Dataset records
════════════════════
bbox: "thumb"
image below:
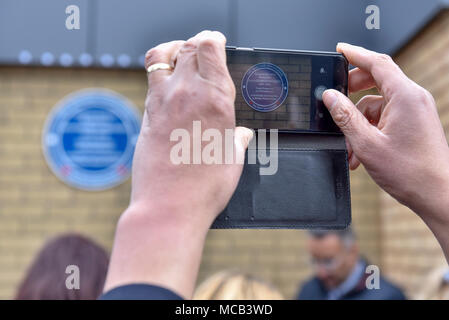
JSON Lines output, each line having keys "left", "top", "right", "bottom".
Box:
{"left": 234, "top": 126, "right": 254, "bottom": 164}
{"left": 322, "top": 89, "right": 378, "bottom": 144}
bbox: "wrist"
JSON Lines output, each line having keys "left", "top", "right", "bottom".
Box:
{"left": 104, "top": 201, "right": 211, "bottom": 298}
{"left": 417, "top": 174, "right": 449, "bottom": 261}
{"left": 410, "top": 169, "right": 449, "bottom": 234}
{"left": 125, "top": 198, "right": 215, "bottom": 234}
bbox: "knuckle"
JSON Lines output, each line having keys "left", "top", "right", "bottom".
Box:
{"left": 421, "top": 88, "right": 435, "bottom": 105}
{"left": 145, "top": 41, "right": 185, "bottom": 69}
{"left": 206, "top": 87, "right": 232, "bottom": 116}
{"left": 199, "top": 38, "right": 221, "bottom": 52}
{"left": 333, "top": 104, "right": 354, "bottom": 130}
{"left": 171, "top": 85, "right": 190, "bottom": 101}
{"left": 145, "top": 47, "right": 162, "bottom": 67}
{"left": 372, "top": 54, "right": 395, "bottom": 74}
{"left": 212, "top": 30, "right": 226, "bottom": 42}
{"left": 408, "top": 83, "right": 435, "bottom": 107}
{"left": 181, "top": 40, "right": 197, "bottom": 52}
{"left": 376, "top": 53, "right": 393, "bottom": 64}
{"left": 197, "top": 30, "right": 213, "bottom": 38}
{"left": 177, "top": 41, "right": 197, "bottom": 59}
{"left": 165, "top": 84, "right": 193, "bottom": 113}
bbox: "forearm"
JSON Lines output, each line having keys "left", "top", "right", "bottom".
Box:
════════════════════
ABOUT THIS EXERCISE:
The word "bbox" may appear on some lines of these records; state how many such lines there are, and nothing else.

REPLY TO THE TASK:
4